- _TEXT FOR ANALYSIS_:
========

The concept of separating the combustion function from the pyrolysis function (i.e. carrying out pyrolysis and combustion in different beds) in the combustion retorting of rubblized shale beds is already known. See Karrick, U.S. Pat. No. 1,913,395. However, no operating procedure or mechanical arrangement is taught therein which will effectively combust char in a spent shale retort and transfer the heat therefrom to a raw shale retort without oxygen entering the raw shale retort.
In contrast, this invention provides an operating procedure which permits using the fuel value of the char in a spent shale retort and the sensible heat in a burned shale retort to provide the heat necessary to pyrolyze the kerogen in a raw shale retort and at the same time prevents burning of shale oil through inadvertent entry of oxygen into the hot raw shale retort.
Supplying and withdrawing process gases from a shale oil formation by pressure pulsing is also known. See Pearson, U.S. Pat. No. 4,059,308. However, the process disclosed therein is applicable only to certain specific shale formations containing certain water-soluble minerals in addition to kerogen. It is not applicable to the vast majority of oil shale deposits which have little or no water-soluble minerals.
In accordance with this invention, pressure pulsing and separating combustion and pyrolysis are combined so that (1) the possibility of mixing oxygen from the combustion function with shale oil gas and vapor from the pyrolysis function is eliminated and (2) gas/solid contact during both functions is maximized. In addition, heat for pyrolysis is supplied in accordance with the invention by forced convection using a technique enabling precise control of the pyrolysis temperature, thereby avoiding cracking of valuable shale oil product.
The advantages of supplying and withdrawing process gases to rubblized beds by pressure pulsing may more easily be appreciated by reference to FIG. 1. This figure shows three shale oil beds, Bed A being operated at constant pressure in accordance with the conventional prior art modified in situ combustion retorting and Beds B and C being operated in a pressure pulsing mode.

========

- _PROVIDED RECORDS_:
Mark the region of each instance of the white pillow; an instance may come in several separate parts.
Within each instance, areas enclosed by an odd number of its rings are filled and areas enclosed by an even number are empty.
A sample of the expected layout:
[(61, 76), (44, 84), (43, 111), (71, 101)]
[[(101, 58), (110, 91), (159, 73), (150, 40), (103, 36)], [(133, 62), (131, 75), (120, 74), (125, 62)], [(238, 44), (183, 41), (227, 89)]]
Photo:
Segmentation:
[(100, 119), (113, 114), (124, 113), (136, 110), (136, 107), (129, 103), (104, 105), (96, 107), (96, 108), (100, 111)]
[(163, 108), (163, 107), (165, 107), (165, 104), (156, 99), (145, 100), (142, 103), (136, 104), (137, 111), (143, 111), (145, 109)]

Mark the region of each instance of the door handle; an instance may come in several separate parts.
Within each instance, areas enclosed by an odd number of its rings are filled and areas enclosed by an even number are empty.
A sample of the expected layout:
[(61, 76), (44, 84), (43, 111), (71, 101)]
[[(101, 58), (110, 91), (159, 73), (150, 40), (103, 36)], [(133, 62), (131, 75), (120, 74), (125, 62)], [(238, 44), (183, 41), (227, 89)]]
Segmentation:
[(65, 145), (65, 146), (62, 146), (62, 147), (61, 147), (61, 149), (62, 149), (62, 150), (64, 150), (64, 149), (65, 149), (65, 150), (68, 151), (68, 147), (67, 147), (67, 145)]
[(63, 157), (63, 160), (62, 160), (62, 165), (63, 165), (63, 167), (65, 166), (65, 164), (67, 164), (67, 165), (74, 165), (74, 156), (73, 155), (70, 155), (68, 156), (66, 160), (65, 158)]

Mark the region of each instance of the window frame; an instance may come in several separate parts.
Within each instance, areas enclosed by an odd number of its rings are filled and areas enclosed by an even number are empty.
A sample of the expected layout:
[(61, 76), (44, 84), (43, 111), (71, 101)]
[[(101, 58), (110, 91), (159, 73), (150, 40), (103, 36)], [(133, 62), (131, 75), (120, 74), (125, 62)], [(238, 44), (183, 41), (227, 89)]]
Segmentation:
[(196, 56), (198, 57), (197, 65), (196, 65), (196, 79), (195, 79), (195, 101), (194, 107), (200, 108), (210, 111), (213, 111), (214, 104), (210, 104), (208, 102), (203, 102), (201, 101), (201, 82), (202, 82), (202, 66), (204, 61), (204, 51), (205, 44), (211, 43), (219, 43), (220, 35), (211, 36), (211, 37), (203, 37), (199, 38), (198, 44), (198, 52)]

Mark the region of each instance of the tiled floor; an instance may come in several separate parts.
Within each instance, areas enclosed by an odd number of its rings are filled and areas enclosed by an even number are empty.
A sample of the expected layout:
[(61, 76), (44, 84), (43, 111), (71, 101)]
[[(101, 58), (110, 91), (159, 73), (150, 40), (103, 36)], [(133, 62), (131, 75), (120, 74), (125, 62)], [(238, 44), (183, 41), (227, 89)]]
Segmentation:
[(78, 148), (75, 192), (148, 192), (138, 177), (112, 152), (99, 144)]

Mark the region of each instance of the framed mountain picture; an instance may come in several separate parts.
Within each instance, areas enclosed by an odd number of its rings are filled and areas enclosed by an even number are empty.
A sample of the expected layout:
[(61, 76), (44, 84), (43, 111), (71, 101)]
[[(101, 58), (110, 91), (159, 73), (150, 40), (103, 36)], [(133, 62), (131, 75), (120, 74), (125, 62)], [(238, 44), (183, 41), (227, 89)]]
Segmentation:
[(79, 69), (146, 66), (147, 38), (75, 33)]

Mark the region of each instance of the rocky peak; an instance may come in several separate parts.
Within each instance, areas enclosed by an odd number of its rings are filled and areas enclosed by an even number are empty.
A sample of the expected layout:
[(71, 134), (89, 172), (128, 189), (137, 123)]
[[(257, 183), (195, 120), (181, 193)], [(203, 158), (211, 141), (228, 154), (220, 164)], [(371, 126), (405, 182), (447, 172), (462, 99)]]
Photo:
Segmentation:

========

- _HOW TO COMPLETE THIS TASK_:
Return, word for word, the passage of the oil shale retorting text that opens with the words containing "In contrast, this" and closes with "hot raw shale retort.".

- _REPLY_:
In contrast, this invention provides an operating procedure which permits using the fuel value of the char in a spent shale retort and the sensible heat in a burned shale retort to provide the heat necessary to pyrolyze the kerogen in a raw shale retort and at the same time prevents burning of shale oil through inadvertent entry of oxygen into the hot raw shale retort.